◆ Task goal
Your answer should be the exact lines of the records, starting with the one containing "point: the black lacquer" and running to the end.
----- Stored data -----
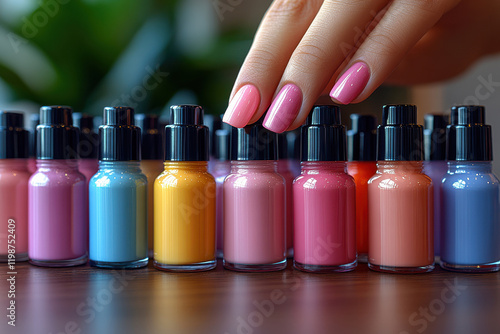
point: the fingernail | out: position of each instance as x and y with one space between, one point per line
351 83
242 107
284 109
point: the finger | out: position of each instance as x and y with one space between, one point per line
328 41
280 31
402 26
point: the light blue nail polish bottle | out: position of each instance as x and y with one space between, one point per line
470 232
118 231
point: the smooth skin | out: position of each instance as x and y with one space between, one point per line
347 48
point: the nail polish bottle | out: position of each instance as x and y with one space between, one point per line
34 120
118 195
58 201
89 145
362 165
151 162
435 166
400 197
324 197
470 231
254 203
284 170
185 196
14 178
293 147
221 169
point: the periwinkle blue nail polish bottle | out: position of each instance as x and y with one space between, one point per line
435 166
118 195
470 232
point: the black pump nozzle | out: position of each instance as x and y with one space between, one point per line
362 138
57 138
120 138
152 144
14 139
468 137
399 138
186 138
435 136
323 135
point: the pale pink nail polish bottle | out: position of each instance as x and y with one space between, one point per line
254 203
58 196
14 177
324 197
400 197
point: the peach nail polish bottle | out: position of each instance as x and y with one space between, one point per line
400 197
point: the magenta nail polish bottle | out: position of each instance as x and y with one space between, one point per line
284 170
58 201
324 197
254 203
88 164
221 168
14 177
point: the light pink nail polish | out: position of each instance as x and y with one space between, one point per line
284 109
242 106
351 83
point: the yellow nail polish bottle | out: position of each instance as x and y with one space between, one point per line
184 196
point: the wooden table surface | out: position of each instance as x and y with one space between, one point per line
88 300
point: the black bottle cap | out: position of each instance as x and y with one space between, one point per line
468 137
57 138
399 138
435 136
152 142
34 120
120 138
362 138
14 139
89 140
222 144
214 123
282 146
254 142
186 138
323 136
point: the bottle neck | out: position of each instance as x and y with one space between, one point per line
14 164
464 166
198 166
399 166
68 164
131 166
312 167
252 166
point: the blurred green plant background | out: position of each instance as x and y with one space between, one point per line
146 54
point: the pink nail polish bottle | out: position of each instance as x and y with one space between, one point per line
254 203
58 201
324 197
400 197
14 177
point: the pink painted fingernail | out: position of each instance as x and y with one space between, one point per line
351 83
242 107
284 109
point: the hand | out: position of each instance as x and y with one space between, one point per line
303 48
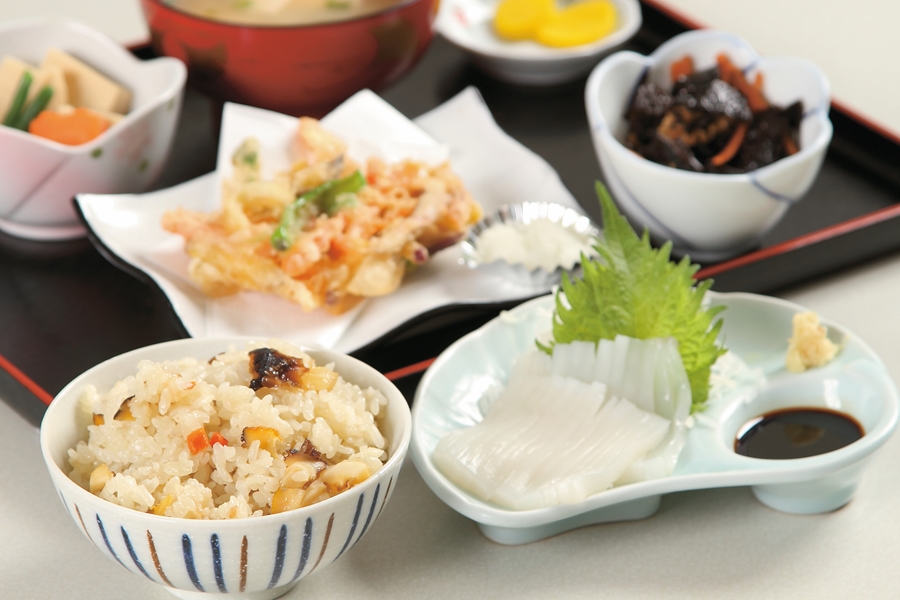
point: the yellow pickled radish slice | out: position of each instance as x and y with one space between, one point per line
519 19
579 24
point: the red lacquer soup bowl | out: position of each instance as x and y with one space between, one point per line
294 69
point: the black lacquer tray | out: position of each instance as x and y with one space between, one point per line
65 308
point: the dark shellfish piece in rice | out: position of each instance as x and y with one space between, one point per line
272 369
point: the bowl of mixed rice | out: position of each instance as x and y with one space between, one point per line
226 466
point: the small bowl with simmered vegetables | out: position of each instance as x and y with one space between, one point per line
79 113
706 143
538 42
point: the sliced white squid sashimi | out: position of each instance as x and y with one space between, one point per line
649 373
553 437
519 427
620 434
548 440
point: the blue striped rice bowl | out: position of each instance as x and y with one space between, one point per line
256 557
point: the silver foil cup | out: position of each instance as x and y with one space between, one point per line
-----
◆ Answer space
point: the black lacquer tray | out: position of each instance as x and y with one space between, one point per line
65 308
point: the dark shellfish piece in rice | out: position of each instance as x and y with one space between, one point per line
272 369
point: the bowl of mixed rice | out: position of each instance as x and y with one space between, one point per line
226 466
point: the small bowl with simmered vegetables | out: position of each instance as x and y with one space between, one point per line
79 113
706 143
538 42
point: the sliced white squid sashimi | out: position of each instance as x and y with one space between, one point per line
649 373
553 437
519 427
620 434
548 440
point: the blue striped rice bowl | out: position of each instance as x and y with one space between, one point per line
256 557
point: the silver foil cup | out: position of each instance as x and y with one space between, one point per line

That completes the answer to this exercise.